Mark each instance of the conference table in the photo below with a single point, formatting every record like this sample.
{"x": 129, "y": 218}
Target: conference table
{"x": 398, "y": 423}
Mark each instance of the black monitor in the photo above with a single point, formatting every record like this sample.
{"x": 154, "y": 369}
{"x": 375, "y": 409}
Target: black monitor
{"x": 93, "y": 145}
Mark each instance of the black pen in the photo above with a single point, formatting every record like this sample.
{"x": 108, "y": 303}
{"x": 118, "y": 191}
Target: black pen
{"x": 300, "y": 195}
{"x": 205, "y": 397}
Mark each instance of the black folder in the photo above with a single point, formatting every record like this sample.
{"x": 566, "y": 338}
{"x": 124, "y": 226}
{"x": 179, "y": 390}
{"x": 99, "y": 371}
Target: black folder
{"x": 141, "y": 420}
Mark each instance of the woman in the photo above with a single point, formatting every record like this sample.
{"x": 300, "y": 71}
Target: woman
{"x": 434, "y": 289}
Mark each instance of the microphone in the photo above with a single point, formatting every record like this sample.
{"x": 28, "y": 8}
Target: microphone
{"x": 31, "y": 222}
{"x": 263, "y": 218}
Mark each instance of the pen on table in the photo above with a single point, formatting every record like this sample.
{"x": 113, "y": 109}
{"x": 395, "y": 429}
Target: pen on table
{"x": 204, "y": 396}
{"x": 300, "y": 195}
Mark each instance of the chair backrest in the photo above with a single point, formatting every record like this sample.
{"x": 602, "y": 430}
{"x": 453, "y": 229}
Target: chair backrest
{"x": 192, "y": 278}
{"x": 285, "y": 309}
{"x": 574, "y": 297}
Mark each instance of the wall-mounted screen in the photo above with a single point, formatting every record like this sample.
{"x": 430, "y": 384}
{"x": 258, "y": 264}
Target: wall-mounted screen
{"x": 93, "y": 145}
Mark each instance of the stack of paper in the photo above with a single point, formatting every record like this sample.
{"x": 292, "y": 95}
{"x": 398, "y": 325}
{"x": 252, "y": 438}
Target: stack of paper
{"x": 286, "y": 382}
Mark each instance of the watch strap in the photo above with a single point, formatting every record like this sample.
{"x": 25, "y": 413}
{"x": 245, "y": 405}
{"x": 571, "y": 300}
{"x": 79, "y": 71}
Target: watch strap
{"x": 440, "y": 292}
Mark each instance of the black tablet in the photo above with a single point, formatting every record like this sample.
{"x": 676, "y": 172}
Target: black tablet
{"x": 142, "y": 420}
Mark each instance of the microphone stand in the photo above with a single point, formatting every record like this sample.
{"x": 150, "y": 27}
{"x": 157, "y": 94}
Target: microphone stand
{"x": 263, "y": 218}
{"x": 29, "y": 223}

**********

Copy the listing above word for word, from the first line to the last.

Mark each instance of the conference table in the photo below with a single point, formatting every record like this sample.
{"x": 129, "y": 218}
Target: conference table
{"x": 398, "y": 423}
Mark each instance of the black monitor in the photo above with a single point, formatting every record like this sample.
{"x": 154, "y": 369}
{"x": 375, "y": 409}
Target: black monitor
{"x": 93, "y": 145}
Mark each instance of the black pen in the photo above with a single point, formatting every record like this sample.
{"x": 108, "y": 303}
{"x": 118, "y": 191}
Target: black pen
{"x": 300, "y": 195}
{"x": 205, "y": 397}
Mark each instance of the black folder in the photo above with a single point, formatting every record like this sample.
{"x": 566, "y": 338}
{"x": 124, "y": 226}
{"x": 179, "y": 390}
{"x": 99, "y": 371}
Target: black folder
{"x": 141, "y": 420}
Mark each instance of the woman in the photo above with a single point, formatting every record like this sample.
{"x": 300, "y": 71}
Target: woman
{"x": 434, "y": 289}
Mark each instance of the microphone in the photo above with a single point, formatting every record like this sample.
{"x": 28, "y": 8}
Target: microphone
{"x": 31, "y": 222}
{"x": 263, "y": 218}
Mark each instance of the pen on table in the photo above with a single point, formatting every record like this sample.
{"x": 113, "y": 109}
{"x": 395, "y": 429}
Target: pen on table
{"x": 204, "y": 396}
{"x": 300, "y": 195}
Mark each instance of the chair backrest in the photo above with a single point, formatting every record like this sample.
{"x": 602, "y": 430}
{"x": 453, "y": 229}
Target: chair backrest
{"x": 192, "y": 278}
{"x": 285, "y": 309}
{"x": 574, "y": 297}
Mark each instance of the wall-mounted screen in the photo above with a single point, formatting every record like this sample.
{"x": 430, "y": 384}
{"x": 258, "y": 264}
Target: wall-mounted screen
{"x": 93, "y": 145}
Mark each instance of the stack of paper in the photo above with a single point, formatting every record like this sample.
{"x": 292, "y": 95}
{"x": 398, "y": 325}
{"x": 252, "y": 438}
Target: stack of paper
{"x": 286, "y": 382}
Mark each instance of the watch strap in the photo above with a single point, formatting every record like this sample.
{"x": 25, "y": 413}
{"x": 245, "y": 405}
{"x": 571, "y": 300}
{"x": 79, "y": 71}
Target: watch strap
{"x": 440, "y": 292}
Mark each instance of the black tablet in the photo above with a single point, formatting every record like this sample.
{"x": 676, "y": 172}
Target: black tablet
{"x": 142, "y": 420}
Mark each instance of the microphone stand in the photo above with a single point, formatting every record like this sample.
{"x": 150, "y": 27}
{"x": 157, "y": 94}
Target: microphone stand
{"x": 263, "y": 218}
{"x": 29, "y": 223}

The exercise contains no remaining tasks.